■ **YOUR INSTRUCTIONS**
Among the entries below, please show each line that carries the word "swimming".

(Stored items)
*** Begin section ***

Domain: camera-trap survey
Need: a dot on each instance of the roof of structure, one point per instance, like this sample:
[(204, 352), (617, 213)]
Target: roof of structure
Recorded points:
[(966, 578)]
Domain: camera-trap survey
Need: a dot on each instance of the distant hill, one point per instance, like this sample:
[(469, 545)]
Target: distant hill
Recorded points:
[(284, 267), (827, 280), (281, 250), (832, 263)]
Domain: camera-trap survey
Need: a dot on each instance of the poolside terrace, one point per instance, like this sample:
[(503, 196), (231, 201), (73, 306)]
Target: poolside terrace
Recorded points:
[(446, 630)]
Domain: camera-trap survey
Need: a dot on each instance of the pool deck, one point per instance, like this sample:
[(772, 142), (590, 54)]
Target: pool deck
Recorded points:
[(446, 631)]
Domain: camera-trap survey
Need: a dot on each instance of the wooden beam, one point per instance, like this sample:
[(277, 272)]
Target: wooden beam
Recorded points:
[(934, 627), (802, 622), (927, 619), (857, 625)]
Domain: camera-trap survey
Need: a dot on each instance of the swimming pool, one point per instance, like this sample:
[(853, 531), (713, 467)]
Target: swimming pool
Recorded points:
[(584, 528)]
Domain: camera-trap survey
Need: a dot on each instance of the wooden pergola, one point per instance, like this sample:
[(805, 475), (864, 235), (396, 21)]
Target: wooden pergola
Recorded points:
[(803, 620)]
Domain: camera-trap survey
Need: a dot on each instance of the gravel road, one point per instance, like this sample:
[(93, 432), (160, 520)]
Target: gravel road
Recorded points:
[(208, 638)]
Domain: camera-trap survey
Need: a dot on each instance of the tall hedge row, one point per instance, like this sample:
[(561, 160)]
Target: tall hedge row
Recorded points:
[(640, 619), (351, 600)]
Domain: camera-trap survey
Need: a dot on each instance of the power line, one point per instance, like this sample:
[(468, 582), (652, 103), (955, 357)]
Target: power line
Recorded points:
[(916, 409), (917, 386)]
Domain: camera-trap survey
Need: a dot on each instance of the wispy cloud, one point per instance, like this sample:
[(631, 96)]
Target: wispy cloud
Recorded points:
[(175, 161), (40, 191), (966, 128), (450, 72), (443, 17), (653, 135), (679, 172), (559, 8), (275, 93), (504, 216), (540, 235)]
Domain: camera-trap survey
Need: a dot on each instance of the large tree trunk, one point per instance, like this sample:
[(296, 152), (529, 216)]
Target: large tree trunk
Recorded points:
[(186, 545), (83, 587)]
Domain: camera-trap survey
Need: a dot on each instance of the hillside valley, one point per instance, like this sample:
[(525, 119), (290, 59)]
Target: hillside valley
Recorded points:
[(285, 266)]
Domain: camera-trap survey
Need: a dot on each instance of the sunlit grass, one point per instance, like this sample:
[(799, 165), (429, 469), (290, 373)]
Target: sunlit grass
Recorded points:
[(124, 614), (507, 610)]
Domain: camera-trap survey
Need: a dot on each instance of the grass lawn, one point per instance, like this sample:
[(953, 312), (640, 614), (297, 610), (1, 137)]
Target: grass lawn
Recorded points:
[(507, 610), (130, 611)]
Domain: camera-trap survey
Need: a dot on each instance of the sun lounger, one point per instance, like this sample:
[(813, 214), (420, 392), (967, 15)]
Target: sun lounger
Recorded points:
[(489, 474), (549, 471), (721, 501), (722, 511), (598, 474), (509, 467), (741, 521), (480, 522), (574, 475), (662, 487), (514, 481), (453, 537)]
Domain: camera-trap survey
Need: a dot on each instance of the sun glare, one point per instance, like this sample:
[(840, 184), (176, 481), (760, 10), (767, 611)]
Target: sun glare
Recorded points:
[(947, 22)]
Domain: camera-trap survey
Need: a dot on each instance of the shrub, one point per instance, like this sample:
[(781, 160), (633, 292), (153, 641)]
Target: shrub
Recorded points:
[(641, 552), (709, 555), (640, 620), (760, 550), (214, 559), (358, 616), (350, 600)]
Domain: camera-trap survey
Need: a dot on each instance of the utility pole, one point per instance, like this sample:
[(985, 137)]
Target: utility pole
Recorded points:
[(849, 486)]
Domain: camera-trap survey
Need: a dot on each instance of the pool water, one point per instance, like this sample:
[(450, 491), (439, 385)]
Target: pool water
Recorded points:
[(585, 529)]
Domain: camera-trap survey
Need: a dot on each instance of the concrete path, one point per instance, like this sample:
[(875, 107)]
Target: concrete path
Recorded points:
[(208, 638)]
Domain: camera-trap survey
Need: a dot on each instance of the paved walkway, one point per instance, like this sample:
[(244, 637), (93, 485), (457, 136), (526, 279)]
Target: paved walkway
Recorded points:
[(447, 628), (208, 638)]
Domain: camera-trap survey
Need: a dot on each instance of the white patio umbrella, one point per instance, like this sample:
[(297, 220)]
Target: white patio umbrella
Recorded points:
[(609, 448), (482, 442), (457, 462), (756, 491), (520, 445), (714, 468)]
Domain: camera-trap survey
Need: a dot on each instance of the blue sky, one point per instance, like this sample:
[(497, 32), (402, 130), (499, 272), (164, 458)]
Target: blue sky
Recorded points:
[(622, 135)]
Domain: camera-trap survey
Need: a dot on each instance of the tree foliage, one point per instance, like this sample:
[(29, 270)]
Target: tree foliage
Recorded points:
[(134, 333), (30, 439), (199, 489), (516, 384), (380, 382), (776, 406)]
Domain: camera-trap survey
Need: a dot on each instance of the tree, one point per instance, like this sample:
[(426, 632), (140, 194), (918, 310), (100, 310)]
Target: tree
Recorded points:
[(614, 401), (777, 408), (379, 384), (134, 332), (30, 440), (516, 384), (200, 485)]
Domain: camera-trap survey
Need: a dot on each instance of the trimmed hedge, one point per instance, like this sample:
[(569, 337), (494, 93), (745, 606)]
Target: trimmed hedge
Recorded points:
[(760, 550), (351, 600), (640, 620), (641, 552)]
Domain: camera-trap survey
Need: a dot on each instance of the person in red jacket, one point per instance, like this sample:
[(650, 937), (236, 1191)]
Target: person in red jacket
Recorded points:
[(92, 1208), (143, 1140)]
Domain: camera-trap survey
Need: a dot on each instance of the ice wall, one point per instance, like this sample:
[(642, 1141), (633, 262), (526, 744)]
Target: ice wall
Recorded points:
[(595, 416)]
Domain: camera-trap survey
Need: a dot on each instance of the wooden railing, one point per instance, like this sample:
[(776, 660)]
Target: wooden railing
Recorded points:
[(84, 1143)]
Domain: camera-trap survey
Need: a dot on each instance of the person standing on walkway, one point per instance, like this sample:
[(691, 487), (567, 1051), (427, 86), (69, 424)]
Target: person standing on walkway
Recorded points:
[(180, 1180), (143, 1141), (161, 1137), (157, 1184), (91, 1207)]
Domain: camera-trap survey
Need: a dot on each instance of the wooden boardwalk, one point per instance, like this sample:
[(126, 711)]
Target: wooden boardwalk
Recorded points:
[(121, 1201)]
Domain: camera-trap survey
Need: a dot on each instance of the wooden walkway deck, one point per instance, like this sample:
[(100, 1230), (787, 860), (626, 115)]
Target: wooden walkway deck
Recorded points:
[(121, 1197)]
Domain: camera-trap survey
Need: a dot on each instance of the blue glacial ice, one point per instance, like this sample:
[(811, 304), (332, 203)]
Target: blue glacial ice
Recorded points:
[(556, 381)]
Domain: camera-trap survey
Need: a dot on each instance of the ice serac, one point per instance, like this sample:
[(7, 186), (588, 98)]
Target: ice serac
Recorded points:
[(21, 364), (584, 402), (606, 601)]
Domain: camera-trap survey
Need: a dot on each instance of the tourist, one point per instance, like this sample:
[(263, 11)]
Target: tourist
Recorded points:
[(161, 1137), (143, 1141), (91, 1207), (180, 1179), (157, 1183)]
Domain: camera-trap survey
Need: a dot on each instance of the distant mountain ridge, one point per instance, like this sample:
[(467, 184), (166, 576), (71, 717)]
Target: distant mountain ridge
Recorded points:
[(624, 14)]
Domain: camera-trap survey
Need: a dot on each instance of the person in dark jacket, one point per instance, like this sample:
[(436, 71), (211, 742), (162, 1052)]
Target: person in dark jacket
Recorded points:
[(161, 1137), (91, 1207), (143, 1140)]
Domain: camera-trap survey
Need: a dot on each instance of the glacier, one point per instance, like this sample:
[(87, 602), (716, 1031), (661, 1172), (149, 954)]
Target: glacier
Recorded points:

*** End section ***

■ **FINISHED TASK**
Need: a dot on each instance of the swimming pool, one point per instance, like this sample:
Target: swimming pool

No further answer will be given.